> _Requirement_: Update the stretch from the line containing "Rules. Find each instance of the spectator" through the line containing "point(505, 264)" by replacing "pin" with "marker" and changing nothing else. Return only those lines.

** BEGIN Data entries **

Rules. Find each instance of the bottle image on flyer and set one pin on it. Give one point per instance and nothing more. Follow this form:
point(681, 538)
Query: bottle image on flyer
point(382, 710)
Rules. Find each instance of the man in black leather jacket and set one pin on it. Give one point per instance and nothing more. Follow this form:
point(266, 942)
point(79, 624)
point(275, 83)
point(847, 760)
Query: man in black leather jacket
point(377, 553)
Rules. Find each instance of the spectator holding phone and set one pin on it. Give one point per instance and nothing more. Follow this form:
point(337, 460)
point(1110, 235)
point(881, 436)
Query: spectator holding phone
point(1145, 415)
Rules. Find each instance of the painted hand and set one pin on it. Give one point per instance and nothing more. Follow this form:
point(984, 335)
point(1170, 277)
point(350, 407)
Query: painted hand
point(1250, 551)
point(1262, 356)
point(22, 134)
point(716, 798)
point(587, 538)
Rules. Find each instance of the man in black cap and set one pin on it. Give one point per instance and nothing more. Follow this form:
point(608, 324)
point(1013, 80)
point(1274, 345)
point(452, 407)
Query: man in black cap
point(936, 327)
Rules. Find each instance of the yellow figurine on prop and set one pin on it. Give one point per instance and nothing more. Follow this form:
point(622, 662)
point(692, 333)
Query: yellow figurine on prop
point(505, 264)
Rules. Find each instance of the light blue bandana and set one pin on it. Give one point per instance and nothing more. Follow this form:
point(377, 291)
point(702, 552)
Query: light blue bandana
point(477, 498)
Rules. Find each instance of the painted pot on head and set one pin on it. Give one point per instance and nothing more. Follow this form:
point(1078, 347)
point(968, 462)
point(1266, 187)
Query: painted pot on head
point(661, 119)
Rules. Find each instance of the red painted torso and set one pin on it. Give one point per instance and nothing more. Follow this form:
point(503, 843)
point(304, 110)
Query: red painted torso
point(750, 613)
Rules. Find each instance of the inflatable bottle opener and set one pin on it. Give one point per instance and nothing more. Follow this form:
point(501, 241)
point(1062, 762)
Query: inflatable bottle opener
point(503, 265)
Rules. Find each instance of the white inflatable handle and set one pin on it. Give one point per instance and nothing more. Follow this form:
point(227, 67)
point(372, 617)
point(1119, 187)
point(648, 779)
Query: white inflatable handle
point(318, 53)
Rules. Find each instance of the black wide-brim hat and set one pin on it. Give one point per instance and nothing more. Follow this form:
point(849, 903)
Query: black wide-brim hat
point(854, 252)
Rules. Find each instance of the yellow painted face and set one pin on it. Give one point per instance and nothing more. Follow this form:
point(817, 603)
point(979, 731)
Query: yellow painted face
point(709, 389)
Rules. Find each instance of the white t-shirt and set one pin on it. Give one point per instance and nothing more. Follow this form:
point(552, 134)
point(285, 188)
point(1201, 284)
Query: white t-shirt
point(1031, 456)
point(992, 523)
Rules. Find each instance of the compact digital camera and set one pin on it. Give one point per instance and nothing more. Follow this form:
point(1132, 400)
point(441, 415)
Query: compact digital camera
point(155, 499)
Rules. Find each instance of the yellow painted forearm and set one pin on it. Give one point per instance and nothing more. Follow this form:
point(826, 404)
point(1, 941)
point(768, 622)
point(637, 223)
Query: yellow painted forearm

** END Data entries **

> _Answer_:
Rules. Find each instance of the spectator holding phone and set one marker on it. Give one point per instance and nothing more. Follow this form:
point(337, 460)
point(1110, 235)
point(881, 436)
Query: spectator holding phone
point(1145, 415)
Rules. Find each instance of the painted hand and set one marker on it. Give one point per instance and nothing more. Follow this form:
point(984, 335)
point(1170, 277)
point(350, 407)
Query: painted hand
point(1250, 551)
point(1262, 356)
point(22, 134)
point(716, 798)
point(587, 538)
Rules. Find each instance of the man in black cap and set one marker on it. Give one point per instance and nothing more. Follow this form:
point(608, 324)
point(1013, 80)
point(1274, 345)
point(452, 407)
Query: man in black cap
point(936, 327)
Rules. Find each instance of the yellow figurine on prop and set one marker on it. Give one point per instance and nothing more. Follow this form:
point(622, 662)
point(692, 333)
Query: yellow figurine on prop
point(505, 264)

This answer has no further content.